EXERCISE 1: In the essay on principles, what is the name for a dictate based on a potential situation?

Principles are those opinions you have about what's right and smart to do in life, and what isn't. They're just opinions and everyone doesn't agree on them by a long shot, but they can still be a really useful, perhaps essential, part of living a good life…if they're used properly. If not, they're just words, words that waste your time now and make you look and feel like an a-hole later.
Principles include things like "Don't lend or borrow money," "Be faithful to your spouse," and "Don't make major decisions too quickly." They're usually, but not always, in this form — what's called a hypothetical imperative, which is a dictate based on a potential (hypothetical) situation. I'm not a fan of using hypothetical imperatives as the rules by which to live one's life (hence why none of my Higher Laws are of this type–more on hypothetical imperatives here and here), because they're simplifications and don't apply to everyone in every situation — but that doesn't make them useless. Laws are one thing; principles are another.
Principles give you guide-wires in specific situations. If I have a firm principle about spousal fidelity and I'm confronted with the opportunity to cheat, then I have a clear and automatic reason not to: I can, by way of my principles, pre-decide, outside the heat of a difficult moment, how I would like to handle it.
But of course principles only work if you, you know, use them. Something that doesn't seem to be well-understood (at least in people I'm confronting lately) is that a principle is developed in the off-hours, when there's nothing specific happening (at least to you) and time to think, and used in the thick of things, when you have to make a difficult decision. Some people seem to be all about the having of principles in-between tough decisions, but when the situation the principle is hypothesizing actually happens, they throw the principle away.
And this is easy to do, which is the main reason you have to be willing to try not to do it — it's super easy to tell yourself, "Well, when I formed that principle, I had no idea I'd wind up in this particular situation" — of course you didn't; that's the point. This situation is probably highly emotionally charged and tricky to think clearly in, and that's why you took the time beforehand to form a principle about what to do in these types of situations.

DATA TO USE:
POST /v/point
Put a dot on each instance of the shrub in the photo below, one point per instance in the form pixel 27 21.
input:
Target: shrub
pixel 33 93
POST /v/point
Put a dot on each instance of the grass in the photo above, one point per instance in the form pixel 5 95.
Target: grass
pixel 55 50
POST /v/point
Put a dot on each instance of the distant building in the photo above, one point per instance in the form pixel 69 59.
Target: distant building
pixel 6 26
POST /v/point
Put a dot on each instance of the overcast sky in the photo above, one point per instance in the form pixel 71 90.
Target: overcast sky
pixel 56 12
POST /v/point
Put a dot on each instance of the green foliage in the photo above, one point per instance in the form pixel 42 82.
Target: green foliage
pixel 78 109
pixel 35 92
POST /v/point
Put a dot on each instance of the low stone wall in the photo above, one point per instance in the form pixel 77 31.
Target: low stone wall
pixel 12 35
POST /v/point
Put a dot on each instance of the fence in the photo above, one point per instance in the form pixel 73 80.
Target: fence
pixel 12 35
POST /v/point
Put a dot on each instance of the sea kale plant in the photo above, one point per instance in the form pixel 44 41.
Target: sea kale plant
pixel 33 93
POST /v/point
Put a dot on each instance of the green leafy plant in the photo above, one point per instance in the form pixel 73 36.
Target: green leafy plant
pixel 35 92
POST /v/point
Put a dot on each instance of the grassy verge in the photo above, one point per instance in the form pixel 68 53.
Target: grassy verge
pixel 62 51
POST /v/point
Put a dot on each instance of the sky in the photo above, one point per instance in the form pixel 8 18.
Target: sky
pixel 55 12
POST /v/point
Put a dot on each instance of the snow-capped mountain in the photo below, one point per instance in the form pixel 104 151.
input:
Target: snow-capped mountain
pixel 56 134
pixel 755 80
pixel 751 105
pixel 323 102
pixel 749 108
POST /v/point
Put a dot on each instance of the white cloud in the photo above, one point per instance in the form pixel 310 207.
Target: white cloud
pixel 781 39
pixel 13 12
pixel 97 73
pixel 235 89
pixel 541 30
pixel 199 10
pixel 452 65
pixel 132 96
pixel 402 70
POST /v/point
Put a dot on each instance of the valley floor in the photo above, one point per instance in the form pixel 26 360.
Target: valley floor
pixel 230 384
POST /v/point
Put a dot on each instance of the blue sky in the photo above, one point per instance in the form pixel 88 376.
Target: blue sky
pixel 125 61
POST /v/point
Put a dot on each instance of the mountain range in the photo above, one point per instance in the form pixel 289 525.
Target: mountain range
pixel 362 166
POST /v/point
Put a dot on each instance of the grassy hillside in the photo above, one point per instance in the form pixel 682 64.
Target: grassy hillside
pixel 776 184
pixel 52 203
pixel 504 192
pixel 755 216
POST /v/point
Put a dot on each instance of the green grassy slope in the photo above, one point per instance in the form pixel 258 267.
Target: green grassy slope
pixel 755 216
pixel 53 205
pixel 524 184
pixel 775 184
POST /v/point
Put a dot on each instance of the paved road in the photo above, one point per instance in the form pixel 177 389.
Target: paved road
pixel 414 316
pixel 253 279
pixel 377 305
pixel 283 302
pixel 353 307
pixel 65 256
* * *
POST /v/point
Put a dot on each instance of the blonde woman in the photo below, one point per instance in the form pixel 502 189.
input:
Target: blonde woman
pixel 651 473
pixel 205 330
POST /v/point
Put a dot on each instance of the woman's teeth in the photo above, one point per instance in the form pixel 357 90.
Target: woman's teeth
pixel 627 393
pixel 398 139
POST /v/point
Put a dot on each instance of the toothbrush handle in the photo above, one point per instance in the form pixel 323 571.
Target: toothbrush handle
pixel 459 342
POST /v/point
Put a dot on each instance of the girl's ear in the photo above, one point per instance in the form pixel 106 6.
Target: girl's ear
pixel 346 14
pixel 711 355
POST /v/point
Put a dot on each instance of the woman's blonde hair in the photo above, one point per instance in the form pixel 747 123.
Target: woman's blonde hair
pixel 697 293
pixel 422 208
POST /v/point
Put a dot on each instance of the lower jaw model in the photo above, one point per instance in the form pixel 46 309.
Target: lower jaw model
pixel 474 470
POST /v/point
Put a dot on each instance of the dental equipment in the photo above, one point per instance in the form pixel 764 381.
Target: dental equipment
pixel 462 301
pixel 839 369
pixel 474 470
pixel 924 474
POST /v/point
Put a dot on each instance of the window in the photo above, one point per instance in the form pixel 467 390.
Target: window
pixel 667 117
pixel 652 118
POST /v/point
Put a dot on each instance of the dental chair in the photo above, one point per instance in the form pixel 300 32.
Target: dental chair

EXERCISE 2: Find each line in the records that contains the word "window", and copy those lines.

FINISHED ANSWER 1: A hypothetical imperative.

FINISHED ANSWER 2:
Put a dot on each instance of the window in the photo above, one point per instance in the form pixel 467 390.
Target: window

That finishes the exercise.